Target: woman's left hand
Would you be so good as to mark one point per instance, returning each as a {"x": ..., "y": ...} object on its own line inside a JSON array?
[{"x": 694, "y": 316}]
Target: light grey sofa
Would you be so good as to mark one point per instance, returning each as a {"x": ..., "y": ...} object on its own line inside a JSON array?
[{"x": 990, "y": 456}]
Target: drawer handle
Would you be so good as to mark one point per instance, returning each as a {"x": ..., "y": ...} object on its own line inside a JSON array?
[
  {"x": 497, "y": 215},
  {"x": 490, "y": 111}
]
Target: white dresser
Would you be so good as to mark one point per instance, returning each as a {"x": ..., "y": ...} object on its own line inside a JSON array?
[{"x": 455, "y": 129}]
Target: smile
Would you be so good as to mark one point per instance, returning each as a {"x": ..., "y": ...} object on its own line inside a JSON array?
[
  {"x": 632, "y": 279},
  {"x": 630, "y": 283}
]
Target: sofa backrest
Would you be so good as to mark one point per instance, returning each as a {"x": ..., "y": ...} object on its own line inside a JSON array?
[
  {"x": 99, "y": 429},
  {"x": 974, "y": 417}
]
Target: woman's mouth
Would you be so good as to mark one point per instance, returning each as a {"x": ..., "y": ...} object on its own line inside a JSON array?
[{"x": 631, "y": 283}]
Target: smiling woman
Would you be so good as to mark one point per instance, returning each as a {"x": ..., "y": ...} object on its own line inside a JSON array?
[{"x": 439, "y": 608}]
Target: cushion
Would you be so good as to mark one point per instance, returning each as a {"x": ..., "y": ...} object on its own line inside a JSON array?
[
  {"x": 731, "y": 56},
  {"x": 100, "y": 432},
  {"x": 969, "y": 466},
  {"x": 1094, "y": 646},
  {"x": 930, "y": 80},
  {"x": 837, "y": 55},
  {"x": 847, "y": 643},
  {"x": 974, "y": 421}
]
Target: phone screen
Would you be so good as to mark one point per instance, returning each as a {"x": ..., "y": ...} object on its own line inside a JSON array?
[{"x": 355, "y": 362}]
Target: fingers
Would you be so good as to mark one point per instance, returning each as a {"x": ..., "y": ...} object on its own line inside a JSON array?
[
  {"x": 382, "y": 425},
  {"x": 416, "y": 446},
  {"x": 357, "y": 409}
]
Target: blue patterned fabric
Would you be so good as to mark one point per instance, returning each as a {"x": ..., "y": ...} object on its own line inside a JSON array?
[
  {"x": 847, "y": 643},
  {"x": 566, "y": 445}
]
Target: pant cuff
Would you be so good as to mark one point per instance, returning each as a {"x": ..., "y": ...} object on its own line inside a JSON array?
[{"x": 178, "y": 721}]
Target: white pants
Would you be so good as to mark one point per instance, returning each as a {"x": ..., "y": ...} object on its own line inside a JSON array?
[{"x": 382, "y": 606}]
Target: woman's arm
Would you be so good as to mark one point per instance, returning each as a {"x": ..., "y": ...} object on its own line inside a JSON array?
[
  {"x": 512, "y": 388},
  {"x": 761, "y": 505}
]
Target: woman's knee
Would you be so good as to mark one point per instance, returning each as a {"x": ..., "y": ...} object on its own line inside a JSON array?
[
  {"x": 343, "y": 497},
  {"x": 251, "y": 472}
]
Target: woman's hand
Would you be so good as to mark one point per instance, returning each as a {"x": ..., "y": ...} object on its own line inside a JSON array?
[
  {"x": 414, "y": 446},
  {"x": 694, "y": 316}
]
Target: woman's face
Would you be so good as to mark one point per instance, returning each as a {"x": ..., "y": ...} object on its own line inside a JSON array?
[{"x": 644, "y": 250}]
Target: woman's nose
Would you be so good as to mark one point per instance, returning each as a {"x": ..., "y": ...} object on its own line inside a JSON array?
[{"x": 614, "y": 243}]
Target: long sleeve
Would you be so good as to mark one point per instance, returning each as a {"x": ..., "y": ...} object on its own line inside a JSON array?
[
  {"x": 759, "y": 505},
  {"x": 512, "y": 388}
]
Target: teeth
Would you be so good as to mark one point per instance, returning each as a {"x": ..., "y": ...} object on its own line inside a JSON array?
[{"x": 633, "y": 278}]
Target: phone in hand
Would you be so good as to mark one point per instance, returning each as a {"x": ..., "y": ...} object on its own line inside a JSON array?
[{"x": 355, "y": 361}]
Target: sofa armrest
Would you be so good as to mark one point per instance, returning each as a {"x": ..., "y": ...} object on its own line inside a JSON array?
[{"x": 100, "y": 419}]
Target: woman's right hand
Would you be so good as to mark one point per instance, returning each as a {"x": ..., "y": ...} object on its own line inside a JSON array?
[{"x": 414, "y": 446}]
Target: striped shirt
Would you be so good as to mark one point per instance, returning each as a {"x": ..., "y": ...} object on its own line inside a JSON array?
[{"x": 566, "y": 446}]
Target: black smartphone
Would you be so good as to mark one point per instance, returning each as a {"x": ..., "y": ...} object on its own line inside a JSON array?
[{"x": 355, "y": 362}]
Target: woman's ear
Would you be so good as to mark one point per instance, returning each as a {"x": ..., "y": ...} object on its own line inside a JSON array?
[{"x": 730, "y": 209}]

◆ ◆ ◆ ◆ ◆ ◆ ◆

▸ Your instructions
Repeat exactly the lines from the line containing "Target: sofa armrest" through the last line of the records above, including both, and nothing else.

▸ Written answer
Target: sofa armrest
Would you be so good as to mark one point per instance, returning each as a {"x": ..., "y": ...} object on its own line inside a JSON array?
[{"x": 100, "y": 419}]
Target: woman's right hand
Would you be so good as to mark one point per instance, returning each as a {"x": ..., "y": ...} object on its own line inside a JSON array?
[{"x": 414, "y": 446}]
Target: striped shirt
Would you be so good as to mark one point per instance, returning each as a {"x": ..., "y": ...} object on its own line inside a JSON array?
[{"x": 566, "y": 446}]
Target: black smartphone
Would you be so good as to mark one point per instance, returning each as a {"x": ..., "y": ...} object on its own line inside a JSON array?
[{"x": 355, "y": 362}]
Target: woman's ear
Would you be so good as to mark one point per instance, returning each as a {"x": ..., "y": ...} object on its own line inside a JSON array?
[{"x": 730, "y": 209}]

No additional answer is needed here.